#### What is being asked:
Where the listing below has a line with "of the palm", write out exactly that line and every line after it, stopping after the line with "the green vegetation".

#### Source records:

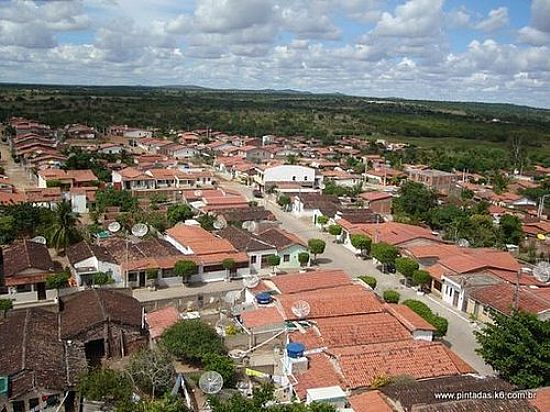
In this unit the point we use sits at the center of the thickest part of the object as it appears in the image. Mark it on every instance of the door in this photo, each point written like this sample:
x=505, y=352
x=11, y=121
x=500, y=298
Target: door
x=41, y=291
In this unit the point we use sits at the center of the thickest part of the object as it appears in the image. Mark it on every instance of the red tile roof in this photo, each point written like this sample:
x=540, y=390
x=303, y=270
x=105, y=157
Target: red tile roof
x=371, y=401
x=261, y=317
x=338, y=301
x=360, y=365
x=319, y=279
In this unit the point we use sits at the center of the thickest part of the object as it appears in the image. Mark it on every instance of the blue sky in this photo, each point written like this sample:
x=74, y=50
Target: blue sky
x=489, y=50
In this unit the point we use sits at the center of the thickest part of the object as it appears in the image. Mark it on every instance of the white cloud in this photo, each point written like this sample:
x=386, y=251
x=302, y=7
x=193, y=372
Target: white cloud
x=496, y=19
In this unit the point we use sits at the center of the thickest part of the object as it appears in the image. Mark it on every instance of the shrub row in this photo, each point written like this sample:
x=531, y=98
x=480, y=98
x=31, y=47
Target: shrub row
x=439, y=323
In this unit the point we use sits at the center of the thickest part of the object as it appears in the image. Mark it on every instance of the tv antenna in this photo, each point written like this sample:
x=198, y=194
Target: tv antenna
x=463, y=243
x=39, y=239
x=219, y=224
x=140, y=229
x=301, y=309
x=114, y=227
x=249, y=225
x=541, y=272
x=211, y=382
x=250, y=282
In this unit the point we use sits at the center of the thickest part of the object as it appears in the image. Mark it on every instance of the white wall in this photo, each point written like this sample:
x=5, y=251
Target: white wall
x=289, y=173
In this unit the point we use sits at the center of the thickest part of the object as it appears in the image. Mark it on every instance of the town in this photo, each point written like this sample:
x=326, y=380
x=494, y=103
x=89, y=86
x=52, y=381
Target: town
x=203, y=270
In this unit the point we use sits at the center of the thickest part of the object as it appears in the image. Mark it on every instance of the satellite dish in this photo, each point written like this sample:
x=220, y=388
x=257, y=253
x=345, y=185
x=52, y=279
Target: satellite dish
x=249, y=225
x=251, y=282
x=140, y=229
x=463, y=243
x=541, y=272
x=211, y=382
x=231, y=296
x=114, y=227
x=39, y=239
x=301, y=309
x=219, y=224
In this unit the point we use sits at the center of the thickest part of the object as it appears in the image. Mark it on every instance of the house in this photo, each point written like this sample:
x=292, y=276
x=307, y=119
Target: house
x=210, y=251
x=43, y=354
x=269, y=177
x=378, y=202
x=25, y=267
x=434, y=179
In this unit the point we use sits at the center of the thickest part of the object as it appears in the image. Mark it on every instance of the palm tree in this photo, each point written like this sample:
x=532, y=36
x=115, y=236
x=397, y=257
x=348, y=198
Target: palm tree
x=63, y=231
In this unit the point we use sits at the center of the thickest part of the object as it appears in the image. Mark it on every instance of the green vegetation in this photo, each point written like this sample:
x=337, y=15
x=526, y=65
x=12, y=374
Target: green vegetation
x=58, y=280
x=516, y=346
x=316, y=247
x=335, y=230
x=391, y=296
x=185, y=269
x=303, y=258
x=385, y=253
x=369, y=280
x=361, y=242
x=439, y=323
x=279, y=113
x=192, y=340
x=63, y=231
x=262, y=401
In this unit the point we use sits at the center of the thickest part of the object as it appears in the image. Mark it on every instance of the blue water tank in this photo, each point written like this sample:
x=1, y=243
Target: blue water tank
x=263, y=298
x=295, y=350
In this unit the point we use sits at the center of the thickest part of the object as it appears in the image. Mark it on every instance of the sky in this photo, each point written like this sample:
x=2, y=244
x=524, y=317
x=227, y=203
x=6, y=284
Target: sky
x=472, y=50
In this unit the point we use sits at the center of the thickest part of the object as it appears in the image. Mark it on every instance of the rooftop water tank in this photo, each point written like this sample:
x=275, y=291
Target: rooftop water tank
x=263, y=298
x=295, y=350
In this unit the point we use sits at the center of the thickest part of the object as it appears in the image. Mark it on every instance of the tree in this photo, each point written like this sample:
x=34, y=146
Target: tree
x=406, y=266
x=284, y=202
x=221, y=364
x=415, y=200
x=385, y=253
x=391, y=296
x=421, y=278
x=361, y=242
x=229, y=264
x=185, y=269
x=179, y=213
x=369, y=280
x=107, y=385
x=152, y=371
x=63, y=231
x=510, y=228
x=103, y=278
x=335, y=230
x=516, y=346
x=303, y=258
x=273, y=261
x=5, y=306
x=191, y=340
x=58, y=280
x=322, y=220
x=316, y=247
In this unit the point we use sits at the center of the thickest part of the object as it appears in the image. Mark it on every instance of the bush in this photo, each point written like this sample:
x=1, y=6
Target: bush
x=192, y=340
x=391, y=296
x=439, y=323
x=369, y=280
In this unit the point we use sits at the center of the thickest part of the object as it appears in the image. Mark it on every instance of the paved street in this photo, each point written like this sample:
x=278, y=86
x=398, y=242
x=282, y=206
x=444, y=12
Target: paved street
x=459, y=335
x=16, y=173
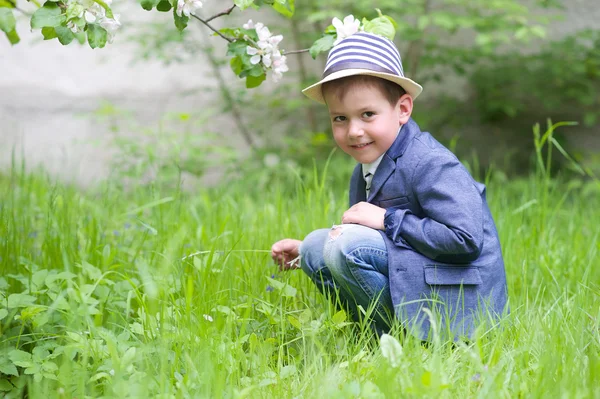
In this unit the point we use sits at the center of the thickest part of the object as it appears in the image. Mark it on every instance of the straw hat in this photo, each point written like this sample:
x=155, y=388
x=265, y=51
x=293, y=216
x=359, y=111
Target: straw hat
x=364, y=54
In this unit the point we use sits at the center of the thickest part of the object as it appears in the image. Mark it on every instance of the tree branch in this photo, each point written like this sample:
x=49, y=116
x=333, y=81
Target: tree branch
x=229, y=39
x=213, y=29
x=226, y=12
x=305, y=50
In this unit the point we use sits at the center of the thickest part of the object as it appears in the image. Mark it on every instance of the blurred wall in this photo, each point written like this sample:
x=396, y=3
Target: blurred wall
x=49, y=91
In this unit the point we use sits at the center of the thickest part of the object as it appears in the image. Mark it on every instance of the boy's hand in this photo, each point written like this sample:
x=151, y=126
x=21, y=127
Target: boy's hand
x=284, y=252
x=365, y=214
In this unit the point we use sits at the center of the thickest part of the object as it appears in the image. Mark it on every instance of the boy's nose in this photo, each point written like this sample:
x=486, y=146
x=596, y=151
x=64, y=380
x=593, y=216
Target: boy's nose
x=355, y=130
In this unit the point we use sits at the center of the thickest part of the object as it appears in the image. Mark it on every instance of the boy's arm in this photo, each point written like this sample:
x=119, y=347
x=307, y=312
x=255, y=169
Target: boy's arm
x=452, y=229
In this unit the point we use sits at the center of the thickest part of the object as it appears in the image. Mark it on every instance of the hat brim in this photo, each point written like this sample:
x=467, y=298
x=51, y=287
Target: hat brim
x=314, y=91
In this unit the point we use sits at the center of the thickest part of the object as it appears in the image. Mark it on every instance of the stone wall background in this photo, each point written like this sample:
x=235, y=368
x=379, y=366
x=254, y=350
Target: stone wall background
x=49, y=92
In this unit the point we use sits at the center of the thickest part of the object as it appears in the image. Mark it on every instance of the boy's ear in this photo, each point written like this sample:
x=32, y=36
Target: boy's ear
x=404, y=108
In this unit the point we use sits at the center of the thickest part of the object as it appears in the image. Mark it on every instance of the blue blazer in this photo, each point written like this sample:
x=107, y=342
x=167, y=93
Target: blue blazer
x=443, y=248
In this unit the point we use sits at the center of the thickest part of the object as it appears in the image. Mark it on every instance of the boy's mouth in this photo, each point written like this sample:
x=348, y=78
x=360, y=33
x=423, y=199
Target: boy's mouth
x=361, y=146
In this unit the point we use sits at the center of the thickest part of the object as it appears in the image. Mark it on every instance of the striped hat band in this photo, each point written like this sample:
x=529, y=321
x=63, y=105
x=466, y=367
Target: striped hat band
x=364, y=50
x=364, y=54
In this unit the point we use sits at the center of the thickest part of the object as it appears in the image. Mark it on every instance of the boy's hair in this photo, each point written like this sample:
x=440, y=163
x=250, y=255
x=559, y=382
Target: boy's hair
x=390, y=90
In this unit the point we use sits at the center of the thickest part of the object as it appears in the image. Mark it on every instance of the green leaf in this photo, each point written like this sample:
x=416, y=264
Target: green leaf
x=13, y=37
x=294, y=322
x=6, y=367
x=148, y=5
x=286, y=289
x=323, y=44
x=237, y=47
x=20, y=300
x=20, y=358
x=164, y=6
x=48, y=33
x=256, y=71
x=382, y=25
x=97, y=36
x=180, y=22
x=6, y=386
x=237, y=65
x=286, y=9
x=80, y=36
x=243, y=4
x=64, y=34
x=107, y=9
x=339, y=317
x=50, y=15
x=7, y=20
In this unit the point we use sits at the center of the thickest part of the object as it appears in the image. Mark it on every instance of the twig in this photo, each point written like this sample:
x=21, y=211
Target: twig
x=305, y=50
x=222, y=252
x=226, y=12
x=230, y=40
x=228, y=97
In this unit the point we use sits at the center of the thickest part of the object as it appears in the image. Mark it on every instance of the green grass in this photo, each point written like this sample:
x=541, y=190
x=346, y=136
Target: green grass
x=99, y=296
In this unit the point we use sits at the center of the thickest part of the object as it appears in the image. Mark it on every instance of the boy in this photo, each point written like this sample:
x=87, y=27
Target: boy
x=418, y=233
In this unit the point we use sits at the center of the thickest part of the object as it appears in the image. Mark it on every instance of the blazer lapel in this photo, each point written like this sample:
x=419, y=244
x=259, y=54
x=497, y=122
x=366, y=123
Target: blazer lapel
x=388, y=162
x=357, y=186
x=383, y=172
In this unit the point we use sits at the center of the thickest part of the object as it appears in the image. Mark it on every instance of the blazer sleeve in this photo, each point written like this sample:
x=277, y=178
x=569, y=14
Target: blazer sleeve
x=451, y=229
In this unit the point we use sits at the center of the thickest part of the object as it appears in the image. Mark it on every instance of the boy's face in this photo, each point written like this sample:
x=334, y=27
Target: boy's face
x=364, y=122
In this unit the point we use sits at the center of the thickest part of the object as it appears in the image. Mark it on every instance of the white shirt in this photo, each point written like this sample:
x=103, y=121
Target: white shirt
x=369, y=169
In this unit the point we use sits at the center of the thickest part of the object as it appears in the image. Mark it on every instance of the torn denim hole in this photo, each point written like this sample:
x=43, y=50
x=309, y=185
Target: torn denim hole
x=295, y=263
x=335, y=232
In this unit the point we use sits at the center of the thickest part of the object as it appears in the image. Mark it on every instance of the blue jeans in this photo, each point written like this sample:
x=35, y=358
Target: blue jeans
x=349, y=263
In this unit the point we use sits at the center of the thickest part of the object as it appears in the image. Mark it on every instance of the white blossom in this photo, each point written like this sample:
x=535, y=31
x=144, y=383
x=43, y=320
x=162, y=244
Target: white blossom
x=187, y=7
x=254, y=52
x=344, y=29
x=279, y=66
x=267, y=51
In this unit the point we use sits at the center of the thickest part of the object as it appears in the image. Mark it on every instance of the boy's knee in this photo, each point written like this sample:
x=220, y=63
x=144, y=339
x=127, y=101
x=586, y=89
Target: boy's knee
x=313, y=242
x=311, y=250
x=343, y=239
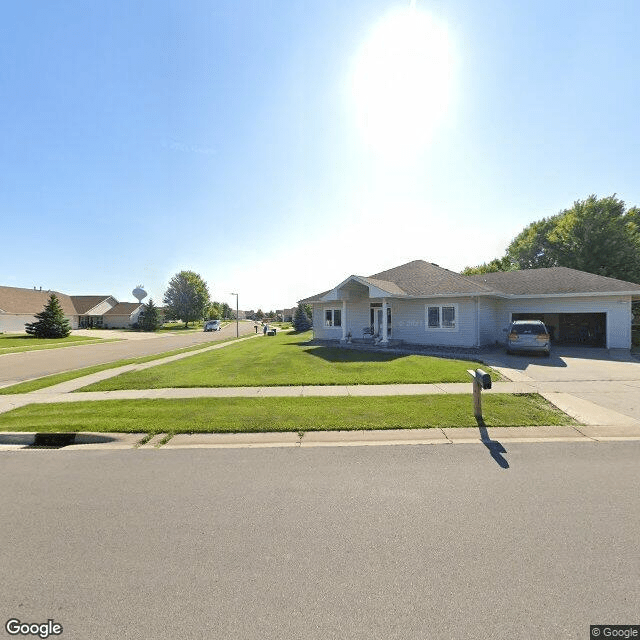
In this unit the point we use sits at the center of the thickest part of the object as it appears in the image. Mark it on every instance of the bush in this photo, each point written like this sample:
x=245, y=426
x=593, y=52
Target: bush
x=301, y=320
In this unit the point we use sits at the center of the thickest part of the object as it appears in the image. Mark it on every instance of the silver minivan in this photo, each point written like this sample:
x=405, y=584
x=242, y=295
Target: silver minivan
x=528, y=335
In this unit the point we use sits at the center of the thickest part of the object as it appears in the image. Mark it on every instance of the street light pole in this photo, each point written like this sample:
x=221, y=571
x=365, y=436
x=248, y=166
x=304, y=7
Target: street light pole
x=237, y=316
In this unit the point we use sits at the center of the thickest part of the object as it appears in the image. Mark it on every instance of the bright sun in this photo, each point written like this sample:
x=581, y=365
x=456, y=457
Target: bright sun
x=401, y=82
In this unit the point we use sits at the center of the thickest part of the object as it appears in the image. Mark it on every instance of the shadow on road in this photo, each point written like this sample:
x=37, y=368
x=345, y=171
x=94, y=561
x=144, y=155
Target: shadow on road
x=495, y=448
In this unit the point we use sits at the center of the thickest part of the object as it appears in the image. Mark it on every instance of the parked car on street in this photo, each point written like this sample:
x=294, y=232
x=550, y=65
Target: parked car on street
x=528, y=335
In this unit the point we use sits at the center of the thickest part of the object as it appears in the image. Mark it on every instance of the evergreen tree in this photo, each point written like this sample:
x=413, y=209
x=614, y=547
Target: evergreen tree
x=301, y=320
x=151, y=318
x=51, y=321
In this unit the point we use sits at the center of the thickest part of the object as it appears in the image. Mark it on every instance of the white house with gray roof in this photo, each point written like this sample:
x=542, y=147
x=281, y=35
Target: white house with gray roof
x=18, y=306
x=420, y=303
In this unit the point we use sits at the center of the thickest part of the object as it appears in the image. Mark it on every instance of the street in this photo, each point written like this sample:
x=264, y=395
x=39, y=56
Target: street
x=16, y=367
x=356, y=542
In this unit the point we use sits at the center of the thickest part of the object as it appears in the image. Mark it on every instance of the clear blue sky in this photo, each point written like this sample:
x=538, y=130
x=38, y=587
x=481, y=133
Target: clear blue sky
x=276, y=147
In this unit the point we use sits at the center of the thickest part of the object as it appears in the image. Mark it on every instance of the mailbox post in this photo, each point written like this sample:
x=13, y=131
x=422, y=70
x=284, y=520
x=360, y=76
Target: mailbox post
x=481, y=380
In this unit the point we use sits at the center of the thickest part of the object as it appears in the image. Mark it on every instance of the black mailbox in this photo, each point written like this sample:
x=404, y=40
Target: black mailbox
x=483, y=378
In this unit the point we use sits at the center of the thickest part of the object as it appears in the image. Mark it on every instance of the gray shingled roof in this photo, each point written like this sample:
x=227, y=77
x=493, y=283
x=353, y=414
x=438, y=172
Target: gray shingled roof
x=123, y=309
x=85, y=303
x=31, y=301
x=552, y=280
x=420, y=278
x=424, y=279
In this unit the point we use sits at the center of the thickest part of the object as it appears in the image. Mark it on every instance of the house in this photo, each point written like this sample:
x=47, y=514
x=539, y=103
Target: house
x=420, y=303
x=18, y=306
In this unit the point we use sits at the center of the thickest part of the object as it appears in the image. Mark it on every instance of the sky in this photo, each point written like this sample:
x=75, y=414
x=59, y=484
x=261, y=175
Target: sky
x=277, y=147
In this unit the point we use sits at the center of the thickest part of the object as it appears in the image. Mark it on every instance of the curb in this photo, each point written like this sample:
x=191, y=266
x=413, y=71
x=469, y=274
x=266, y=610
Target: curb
x=495, y=436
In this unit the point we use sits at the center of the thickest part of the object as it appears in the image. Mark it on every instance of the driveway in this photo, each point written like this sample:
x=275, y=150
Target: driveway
x=610, y=380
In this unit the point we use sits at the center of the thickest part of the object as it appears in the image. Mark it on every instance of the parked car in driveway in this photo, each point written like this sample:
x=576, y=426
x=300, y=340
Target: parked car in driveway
x=528, y=335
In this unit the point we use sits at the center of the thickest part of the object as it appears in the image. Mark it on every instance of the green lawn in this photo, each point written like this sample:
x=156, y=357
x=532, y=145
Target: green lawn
x=281, y=414
x=287, y=359
x=15, y=343
x=57, y=378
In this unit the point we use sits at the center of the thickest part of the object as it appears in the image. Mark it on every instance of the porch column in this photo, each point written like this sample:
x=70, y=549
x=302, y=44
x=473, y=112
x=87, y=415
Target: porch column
x=385, y=338
x=344, y=320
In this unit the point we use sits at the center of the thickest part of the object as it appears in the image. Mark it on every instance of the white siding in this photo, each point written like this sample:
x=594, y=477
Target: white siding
x=409, y=322
x=617, y=308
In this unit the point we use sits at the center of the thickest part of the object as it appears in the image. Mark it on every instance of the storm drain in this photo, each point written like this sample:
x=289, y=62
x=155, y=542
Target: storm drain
x=53, y=440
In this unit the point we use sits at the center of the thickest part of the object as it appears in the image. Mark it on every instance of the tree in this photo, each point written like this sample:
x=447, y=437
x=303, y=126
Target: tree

#### Reply to the exercise:
In this unit the point we use sits at the center of the thickest part of the object as it appears in the image. Mark it on every instance of the palm tree in this photo, each point written like this sample:
x=532, y=36
x=115, y=236
x=397, y=257
x=348, y=198
Target: palm tree
x=63, y=231
In this unit the point we use sits at the center of the thickest part of the object as it appears in the image. Mark it on every instance of the green vegetation in this photo, each point written like this sample:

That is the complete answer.